Saved data entries:
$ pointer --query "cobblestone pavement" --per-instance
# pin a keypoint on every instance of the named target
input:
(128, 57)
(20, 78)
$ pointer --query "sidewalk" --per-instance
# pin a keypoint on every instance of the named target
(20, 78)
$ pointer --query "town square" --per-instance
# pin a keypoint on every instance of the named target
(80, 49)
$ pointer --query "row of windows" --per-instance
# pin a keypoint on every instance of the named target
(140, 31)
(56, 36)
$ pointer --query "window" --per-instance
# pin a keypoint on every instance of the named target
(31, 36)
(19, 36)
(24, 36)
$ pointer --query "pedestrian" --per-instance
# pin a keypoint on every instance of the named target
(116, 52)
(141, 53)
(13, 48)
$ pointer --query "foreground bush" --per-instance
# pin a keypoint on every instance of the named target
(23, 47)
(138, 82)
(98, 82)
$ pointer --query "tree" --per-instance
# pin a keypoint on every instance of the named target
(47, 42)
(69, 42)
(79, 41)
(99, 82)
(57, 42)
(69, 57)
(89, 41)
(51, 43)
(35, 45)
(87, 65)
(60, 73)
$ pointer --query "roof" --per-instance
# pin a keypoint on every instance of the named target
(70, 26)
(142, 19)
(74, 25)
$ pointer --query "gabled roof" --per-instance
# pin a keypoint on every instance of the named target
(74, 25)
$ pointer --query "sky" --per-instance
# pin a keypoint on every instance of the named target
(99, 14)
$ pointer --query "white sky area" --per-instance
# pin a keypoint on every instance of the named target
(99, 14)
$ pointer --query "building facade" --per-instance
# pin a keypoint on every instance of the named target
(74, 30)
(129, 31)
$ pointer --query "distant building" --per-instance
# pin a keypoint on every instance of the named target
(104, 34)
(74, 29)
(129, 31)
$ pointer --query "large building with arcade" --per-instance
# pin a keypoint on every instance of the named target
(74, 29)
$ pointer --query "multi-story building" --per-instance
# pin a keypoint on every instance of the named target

§ Instructions to follow: Transcribe the data. Leave every line exactly as it is.

§ Exercise output:
$ pointer --query "cobblestone pavement" --per-instance
# pin a keypoint on every instance of the named target
input:
(128, 57)
(20, 78)
$ pointer --query "sidewalk" --per-instance
# pin a keypoint on every instance of the named target
(20, 78)
$ pointer --query "town square" --per-instance
# pin a keypoint on every instance of the named target
(80, 49)
$ pointer --query "row of windows" --per-instance
# pin a keypoint on every instance of the named target
(140, 31)
(56, 36)
$ pointer --query "window" --per-instance
# pin a keypoint on every instance of the named target
(31, 36)
(19, 36)
(24, 36)
$ pointer --query "pedestrian" --per-instance
# pin a keypoint on every instance of the named target
(116, 52)
(141, 53)
(13, 48)
$ pointer --query "foreground bush" --per-instance
# pin a keypoint on every instance of the named target
(23, 47)
(138, 82)
(98, 82)
$ pointer --query "tree" --per-instance
# pin a keypoint on every instance of the named target
(47, 42)
(69, 42)
(79, 41)
(99, 82)
(57, 42)
(69, 57)
(89, 41)
(51, 43)
(35, 45)
(87, 65)
(60, 73)
$ pointer --query "roof" --per-instance
# pin a keypoint on every instance of the named target
(70, 26)
(142, 19)
(74, 25)
$ pointer --query "gabled roof" --per-instance
# pin a keypoint on every instance of the named target
(74, 25)
$ pointer --query "sky" --per-instance
# pin a keypoint on every instance of the named target
(99, 14)
$ pointer --query "white sky area" --per-instance
# pin a keypoint on every instance of the named target
(99, 14)
$ pointer --query "building facade" --per-instance
# pin a keypoint on every instance of the named target
(74, 30)
(129, 31)
$ pointer --query "distant building" --per-instance
# pin a keypoint on every instance of the named target
(104, 34)
(74, 29)
(129, 31)
$ pointer --query "large building with arcade" --per-instance
# pin a keypoint on every instance of the named target
(74, 29)
$ pointer --query "multi-story building" --per-instance
# pin a keypoint on every instance of the named target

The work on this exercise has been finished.